**WHAT TO DO:**
Print the lines of the listing below word for word, starting with the line that contains "Each instance of the car window" and going on through the line that contains "List the outlines of the car window.". Include both of those lines and nothing else.

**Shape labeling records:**
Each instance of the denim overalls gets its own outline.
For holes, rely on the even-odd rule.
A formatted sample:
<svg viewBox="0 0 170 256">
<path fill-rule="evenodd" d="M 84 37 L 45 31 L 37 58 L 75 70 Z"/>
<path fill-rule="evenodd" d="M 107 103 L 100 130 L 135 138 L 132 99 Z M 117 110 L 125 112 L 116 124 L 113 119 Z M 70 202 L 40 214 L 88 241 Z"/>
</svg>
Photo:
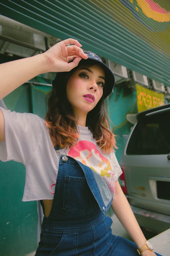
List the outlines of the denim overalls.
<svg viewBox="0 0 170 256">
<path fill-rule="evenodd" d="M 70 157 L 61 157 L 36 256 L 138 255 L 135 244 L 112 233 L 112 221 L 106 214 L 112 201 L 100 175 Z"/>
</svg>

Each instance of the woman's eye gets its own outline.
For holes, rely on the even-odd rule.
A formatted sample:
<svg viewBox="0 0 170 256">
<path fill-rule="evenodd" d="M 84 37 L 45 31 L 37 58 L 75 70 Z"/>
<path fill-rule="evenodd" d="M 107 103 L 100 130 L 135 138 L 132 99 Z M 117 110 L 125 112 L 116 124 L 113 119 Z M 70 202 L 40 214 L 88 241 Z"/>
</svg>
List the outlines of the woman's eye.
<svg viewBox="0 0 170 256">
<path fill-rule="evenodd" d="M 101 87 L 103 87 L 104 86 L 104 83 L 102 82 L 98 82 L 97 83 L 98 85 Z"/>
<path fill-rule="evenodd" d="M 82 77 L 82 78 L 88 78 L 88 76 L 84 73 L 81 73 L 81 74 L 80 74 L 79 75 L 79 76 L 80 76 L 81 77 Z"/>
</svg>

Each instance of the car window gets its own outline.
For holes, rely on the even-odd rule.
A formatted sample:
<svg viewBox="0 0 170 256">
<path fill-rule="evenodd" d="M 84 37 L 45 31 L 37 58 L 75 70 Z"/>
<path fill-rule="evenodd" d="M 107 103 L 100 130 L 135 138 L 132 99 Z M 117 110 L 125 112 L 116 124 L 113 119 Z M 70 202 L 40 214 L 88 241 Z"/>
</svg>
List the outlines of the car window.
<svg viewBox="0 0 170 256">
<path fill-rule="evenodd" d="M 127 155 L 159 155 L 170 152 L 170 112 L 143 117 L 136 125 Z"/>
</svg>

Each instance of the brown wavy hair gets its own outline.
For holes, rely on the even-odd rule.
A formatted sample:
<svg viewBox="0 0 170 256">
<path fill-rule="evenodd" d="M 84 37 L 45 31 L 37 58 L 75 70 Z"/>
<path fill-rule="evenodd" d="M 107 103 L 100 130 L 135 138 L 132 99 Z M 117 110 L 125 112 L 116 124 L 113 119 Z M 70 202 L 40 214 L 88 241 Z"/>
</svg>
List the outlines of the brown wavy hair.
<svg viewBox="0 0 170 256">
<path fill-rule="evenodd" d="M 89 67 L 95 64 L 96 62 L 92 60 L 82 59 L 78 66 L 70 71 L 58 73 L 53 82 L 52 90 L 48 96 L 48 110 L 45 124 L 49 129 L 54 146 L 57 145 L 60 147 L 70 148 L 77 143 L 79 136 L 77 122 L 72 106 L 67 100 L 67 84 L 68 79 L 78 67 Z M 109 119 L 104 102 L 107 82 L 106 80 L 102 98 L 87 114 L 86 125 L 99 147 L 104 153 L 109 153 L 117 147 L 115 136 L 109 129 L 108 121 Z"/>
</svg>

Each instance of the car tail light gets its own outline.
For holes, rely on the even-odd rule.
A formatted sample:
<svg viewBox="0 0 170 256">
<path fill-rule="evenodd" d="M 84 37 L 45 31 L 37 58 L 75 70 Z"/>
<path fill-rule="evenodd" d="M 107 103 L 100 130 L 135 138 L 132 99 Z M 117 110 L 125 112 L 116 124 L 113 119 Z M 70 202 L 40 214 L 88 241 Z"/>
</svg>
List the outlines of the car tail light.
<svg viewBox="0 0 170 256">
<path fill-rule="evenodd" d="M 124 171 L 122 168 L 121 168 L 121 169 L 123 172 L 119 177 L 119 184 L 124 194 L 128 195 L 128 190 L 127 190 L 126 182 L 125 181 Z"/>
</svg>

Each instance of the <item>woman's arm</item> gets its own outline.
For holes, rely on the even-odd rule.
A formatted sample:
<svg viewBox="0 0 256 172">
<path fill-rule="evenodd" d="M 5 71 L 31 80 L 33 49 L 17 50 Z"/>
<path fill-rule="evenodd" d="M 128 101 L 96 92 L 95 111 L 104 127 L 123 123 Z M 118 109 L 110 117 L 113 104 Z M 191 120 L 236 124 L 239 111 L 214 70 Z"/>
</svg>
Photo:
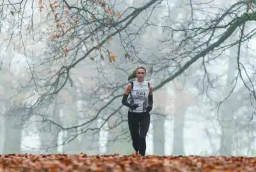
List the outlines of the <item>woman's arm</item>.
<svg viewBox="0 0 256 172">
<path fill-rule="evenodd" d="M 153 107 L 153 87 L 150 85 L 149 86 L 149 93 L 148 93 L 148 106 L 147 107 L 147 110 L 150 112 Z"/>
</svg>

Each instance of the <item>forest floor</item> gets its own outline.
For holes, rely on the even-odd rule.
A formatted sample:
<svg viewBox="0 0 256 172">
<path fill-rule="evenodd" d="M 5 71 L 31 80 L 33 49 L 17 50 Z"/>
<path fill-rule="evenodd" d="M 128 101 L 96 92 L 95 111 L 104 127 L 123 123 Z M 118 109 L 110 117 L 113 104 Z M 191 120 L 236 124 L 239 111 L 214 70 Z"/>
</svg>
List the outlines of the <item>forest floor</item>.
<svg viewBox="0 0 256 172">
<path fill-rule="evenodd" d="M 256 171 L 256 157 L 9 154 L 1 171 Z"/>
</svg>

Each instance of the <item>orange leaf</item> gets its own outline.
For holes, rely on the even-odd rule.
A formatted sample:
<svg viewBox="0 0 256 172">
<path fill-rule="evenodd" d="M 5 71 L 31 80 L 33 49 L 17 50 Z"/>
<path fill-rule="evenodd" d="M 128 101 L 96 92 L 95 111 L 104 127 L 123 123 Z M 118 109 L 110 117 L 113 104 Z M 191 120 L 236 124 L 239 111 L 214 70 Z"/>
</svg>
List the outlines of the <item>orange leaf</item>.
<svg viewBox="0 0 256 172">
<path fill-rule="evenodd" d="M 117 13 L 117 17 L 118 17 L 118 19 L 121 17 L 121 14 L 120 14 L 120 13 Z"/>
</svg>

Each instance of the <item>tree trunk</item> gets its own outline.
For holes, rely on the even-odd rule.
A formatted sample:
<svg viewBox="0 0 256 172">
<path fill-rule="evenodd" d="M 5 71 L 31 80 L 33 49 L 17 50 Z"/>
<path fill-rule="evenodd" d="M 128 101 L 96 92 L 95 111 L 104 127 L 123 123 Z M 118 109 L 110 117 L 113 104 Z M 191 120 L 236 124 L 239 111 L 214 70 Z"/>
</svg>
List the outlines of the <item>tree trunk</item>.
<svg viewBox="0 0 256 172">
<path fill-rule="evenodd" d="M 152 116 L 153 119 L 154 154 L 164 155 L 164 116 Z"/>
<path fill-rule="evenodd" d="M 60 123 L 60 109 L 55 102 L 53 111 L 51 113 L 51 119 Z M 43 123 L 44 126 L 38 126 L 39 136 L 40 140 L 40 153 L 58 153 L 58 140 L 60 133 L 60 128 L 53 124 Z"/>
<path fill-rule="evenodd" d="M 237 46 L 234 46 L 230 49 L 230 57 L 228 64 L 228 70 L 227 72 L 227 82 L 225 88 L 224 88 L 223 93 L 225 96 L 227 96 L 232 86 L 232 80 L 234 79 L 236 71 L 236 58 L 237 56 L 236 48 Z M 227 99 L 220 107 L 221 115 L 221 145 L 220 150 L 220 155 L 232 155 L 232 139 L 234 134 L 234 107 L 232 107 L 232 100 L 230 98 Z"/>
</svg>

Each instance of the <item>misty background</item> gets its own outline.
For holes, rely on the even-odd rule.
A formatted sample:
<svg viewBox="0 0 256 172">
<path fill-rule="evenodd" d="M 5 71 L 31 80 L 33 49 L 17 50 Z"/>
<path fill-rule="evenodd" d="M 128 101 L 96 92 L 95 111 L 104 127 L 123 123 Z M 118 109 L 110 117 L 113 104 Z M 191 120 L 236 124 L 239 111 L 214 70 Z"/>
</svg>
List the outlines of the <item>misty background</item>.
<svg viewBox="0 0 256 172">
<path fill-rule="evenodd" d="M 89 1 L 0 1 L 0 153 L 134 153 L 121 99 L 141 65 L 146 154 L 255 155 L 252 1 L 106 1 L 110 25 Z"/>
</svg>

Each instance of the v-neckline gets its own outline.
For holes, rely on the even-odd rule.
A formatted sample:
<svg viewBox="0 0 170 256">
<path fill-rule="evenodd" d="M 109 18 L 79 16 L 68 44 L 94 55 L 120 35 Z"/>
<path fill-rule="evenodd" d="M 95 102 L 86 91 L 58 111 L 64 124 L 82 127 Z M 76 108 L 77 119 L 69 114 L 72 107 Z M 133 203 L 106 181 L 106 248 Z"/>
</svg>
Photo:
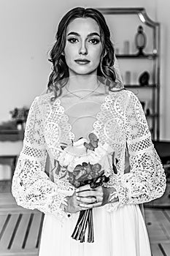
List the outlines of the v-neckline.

**WRITTEN RESPONSE:**
Each instance of the car window gets its own outline.
For holes, rely on the even-odd rule.
A formatted sample:
<svg viewBox="0 0 170 256">
<path fill-rule="evenodd" d="M 84 37 L 45 31 L 37 58 L 75 70 Z"/>
<path fill-rule="evenodd" d="M 107 103 L 100 130 L 135 138 L 132 99 Z M 117 110 L 125 112 L 116 124 L 113 119 Z M 70 202 L 40 214 L 88 241 Z"/>
</svg>
List the outlines of the car window.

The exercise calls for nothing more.